_GOAL OF THE EXERCISE_
Below are the entries; return exactly the line with "[spot] the gecko tail, one" and every later line, without anything else.

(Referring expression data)
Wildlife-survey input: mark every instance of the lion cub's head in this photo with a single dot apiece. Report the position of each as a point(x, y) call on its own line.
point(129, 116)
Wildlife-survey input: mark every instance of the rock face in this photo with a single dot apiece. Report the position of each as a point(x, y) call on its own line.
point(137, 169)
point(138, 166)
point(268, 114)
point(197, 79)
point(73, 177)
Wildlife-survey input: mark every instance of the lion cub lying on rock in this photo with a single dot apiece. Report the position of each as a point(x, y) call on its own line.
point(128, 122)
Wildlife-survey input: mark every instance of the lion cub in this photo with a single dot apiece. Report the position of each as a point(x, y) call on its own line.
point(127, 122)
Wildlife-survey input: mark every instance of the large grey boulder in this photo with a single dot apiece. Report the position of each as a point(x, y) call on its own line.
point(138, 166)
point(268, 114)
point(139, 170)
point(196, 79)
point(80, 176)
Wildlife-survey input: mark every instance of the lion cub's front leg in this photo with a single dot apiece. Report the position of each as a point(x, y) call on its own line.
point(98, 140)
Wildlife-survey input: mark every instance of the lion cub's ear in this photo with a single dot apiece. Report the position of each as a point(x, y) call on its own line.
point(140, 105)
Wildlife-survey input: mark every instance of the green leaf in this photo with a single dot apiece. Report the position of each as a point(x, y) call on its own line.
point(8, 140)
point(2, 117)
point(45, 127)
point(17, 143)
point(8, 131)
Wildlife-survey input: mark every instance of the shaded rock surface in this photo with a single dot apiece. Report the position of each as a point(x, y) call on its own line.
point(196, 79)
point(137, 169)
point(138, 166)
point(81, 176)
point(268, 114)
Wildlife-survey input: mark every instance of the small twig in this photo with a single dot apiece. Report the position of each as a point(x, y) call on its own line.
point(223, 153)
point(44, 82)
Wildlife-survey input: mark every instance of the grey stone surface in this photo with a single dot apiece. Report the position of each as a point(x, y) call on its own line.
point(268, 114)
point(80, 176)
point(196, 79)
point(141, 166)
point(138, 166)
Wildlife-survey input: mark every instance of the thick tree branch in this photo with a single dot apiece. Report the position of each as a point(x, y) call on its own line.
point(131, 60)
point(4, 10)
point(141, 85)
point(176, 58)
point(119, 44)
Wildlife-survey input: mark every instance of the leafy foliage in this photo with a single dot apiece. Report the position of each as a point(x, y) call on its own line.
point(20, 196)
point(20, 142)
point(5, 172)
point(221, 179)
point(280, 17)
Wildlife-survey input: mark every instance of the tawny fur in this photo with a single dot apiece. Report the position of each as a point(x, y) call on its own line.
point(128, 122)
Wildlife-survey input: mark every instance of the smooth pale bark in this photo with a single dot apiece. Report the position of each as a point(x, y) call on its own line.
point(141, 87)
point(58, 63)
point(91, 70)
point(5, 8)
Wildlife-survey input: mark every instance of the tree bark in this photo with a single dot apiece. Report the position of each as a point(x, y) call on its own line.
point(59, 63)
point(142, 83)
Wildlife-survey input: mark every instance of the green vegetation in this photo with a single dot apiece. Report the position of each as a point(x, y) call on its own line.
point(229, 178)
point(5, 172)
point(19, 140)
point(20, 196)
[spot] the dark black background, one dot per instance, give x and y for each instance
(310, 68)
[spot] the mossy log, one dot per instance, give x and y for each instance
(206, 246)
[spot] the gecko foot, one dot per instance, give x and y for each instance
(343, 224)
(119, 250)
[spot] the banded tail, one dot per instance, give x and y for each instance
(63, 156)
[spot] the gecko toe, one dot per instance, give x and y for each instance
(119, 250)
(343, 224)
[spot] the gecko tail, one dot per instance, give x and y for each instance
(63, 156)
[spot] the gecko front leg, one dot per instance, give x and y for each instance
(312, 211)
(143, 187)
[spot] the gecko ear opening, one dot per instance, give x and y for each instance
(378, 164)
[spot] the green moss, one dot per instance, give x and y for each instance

_REPLY_
[spot] the gecko tail, one dot per instance, give x and y for each instance
(63, 156)
[spot] the gecko front leg, one dot per instance, give x and y for each instance
(312, 211)
(143, 187)
[spot] the gecko ear opening, one dot per instance, give x and y for each instance
(378, 164)
[spot] the green moss, one dot per instance, give x and y for each instance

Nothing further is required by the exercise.